* EXTRACTED TEXT
▼▼▼
NLU - Entities & Relations - Distribution of Training Data

View Only

Expand all | Collapse all

NLU - Entities & Relations - Distribution of Training Data

1. NLU - Entities & Relations - Distribution of Training Data

0 Like
Alessandro Vignazia
Posted Mon April 04, 2022 09:57 AM

Reply
Hi there,

Should we train our natural language understanding custom model (for the extraction of entities & relations) in Watson Knowledge Service either:

a) As per how the data will be at inference (production run) time in the real world in that some document formats / types and data attributes will appear far more than others e.g. a particular competitor's insurance schedule formats vs a smaller competitor's quotations; OR

b) Should we "balance" the training data so that the number and type are effectively equal across the competitors, document types (quotation, schedule, endorsement, etc) and ultimately mentions (annotations).

If "b" above is the correct approach (according to our research)...must be use real world training data or can we create synthetic data and if we do the latter must we ensure 1) the data attributes themselves are varied in terms of data variation (patterns etc) and 2) the document types and formats and competitors is equally balanced again? i.e. we cannot create 300 dummy documents all for one competitor document type....

Thank you
Alessandro

------------------------------
Alessandro Vignazia
------------------------------

#BuildwithWatsonApps
#EmbeddableAI
2. RE: NLU - Entities & Relations - Distribution of Training Data

0 Like
Daniel Toczala
Posted Mon April 04, 2022 10:06 AM

Reply
Alessandro,

Some very good questions. In terms of the mix of data to use for training, in general, you need to have something that reflects reality. In terms of distribution of broad types of data, it is best to approximate what a real distribution of data might be. In terms of the data to use, you should always look to use real-world data. Synthetic data always leads to poorer results. You need some good examples from each broad category, and you need to make sure that you make provisions to retrain your model, and get user feedback on the model performance from your end-users.

------------------------------
Daniel Toczala
Community Leader and Customer Success Manager - Watson
dtoczala@us.ibm.com
------------------------------

Original Message
3. RE: NLU - Entities & Relations - Distribution of Training Data

0 Like
Alessandro Vignazia
Posted Mon April 04, 2022 10:23 AM

Reply
Hi Daniel,

Many thanks for your reply - much appreciated.

Just to echo my understanding of what you are saying:

1) Use Real Data for better results;
2) Approximate inference (run) time data distribution;
3) Ensure sufficient good examples for each key "type";
4) Be prepared to retrain the model based on testing / feedback from end users to shore up "issues"...

Thanks again
Alessandro

------------------------------
Alessandro Vignazia
------------------------------

Original Message
4. RE: NLU - Entities & Relations - Distribution of Training Data

0 Like
Alessandro Vignazia
Posted Sat May 21, 2022 10:14 AM

Reply
Hi Daniel,

Hope you are well.

I have a question I am hoping you can provides some insights into...

We are trying to use relations to extract multiple rows from an ingested document.

We are using a "class" entity and then multiple attributes / entities which relate to the "class" entity.

Our class entity is "PolicyHolder" and it has multiple attributes / entities related to it e.g. First_Name, Last_Name, Mobile_Number, Address etc.

Currently we use a single relation for relating all the entities to the PolicyHolder class e.g. "PolicyHolder_HasA" and our WKS model is at 49% F1 score for relations with around 100 documents trained of less than 100 words each.
▲▲▲
* THE DATA
▼▼▼
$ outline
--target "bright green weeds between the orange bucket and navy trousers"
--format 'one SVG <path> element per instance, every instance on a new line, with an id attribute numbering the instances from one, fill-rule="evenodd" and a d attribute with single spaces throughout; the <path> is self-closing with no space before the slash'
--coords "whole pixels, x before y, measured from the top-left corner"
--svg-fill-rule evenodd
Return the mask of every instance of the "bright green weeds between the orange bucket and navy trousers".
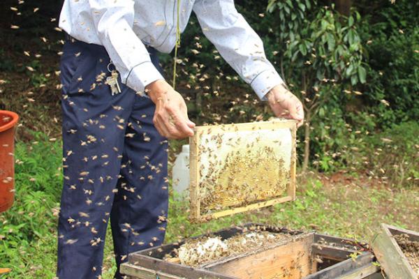
<path id="1" fill-rule="evenodd" d="M 0 262 L 13 269 L 13 278 L 54 277 L 61 145 L 43 135 L 36 139 L 16 145 L 15 204 L 0 216 Z"/>

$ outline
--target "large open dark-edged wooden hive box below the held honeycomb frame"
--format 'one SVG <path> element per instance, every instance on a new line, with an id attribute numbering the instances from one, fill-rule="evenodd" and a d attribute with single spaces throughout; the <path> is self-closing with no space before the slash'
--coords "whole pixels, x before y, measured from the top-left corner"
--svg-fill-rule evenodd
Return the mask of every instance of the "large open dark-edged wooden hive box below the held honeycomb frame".
<path id="1" fill-rule="evenodd" d="M 374 255 L 363 250 L 360 243 L 349 239 L 255 224 L 230 227 L 206 236 L 229 239 L 249 232 L 252 227 L 288 234 L 289 237 L 268 247 L 221 257 L 200 266 L 187 266 L 167 258 L 187 241 L 202 237 L 195 236 L 179 243 L 134 252 L 128 256 L 128 262 L 122 264 L 121 272 L 129 279 L 382 278 L 380 269 L 372 264 Z"/>

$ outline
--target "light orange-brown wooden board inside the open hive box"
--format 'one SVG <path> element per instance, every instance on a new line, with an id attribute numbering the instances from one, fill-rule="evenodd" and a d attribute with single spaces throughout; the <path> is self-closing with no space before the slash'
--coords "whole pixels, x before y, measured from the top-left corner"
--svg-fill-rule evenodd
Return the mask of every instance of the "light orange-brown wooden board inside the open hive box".
<path id="1" fill-rule="evenodd" d="M 312 272 L 313 239 L 313 234 L 297 240 L 288 239 L 283 245 L 223 260 L 212 264 L 208 269 L 241 279 L 299 279 Z"/>

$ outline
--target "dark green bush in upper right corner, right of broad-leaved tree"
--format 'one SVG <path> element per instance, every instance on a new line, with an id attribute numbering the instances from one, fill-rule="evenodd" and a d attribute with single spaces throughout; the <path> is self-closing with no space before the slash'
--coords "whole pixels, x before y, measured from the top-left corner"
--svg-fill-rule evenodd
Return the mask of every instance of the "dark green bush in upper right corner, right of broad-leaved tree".
<path id="1" fill-rule="evenodd" d="M 372 7 L 379 7 L 371 10 Z M 380 116 L 380 126 L 390 127 L 419 118 L 419 11 L 418 1 L 397 0 L 394 4 L 368 3 L 359 7 L 365 14 L 360 26 L 369 56 L 367 109 Z M 385 110 L 375 107 L 388 101 Z"/>

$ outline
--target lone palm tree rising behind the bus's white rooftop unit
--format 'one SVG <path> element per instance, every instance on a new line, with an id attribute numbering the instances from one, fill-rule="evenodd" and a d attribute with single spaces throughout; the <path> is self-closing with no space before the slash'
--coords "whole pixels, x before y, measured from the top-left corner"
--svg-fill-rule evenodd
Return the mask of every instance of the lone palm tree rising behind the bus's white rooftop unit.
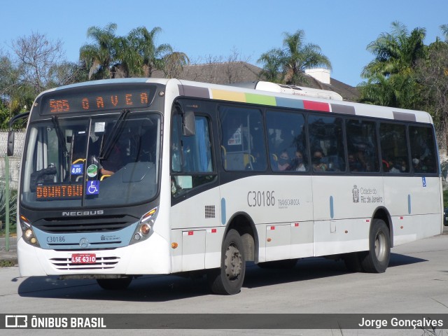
▲▲▲
* PROBLEM REQUIREMENTS
In the forum thread on training data distribution, what F1 score for relations does the poster report for the WKS model?

* YOUR RESPONSE
49%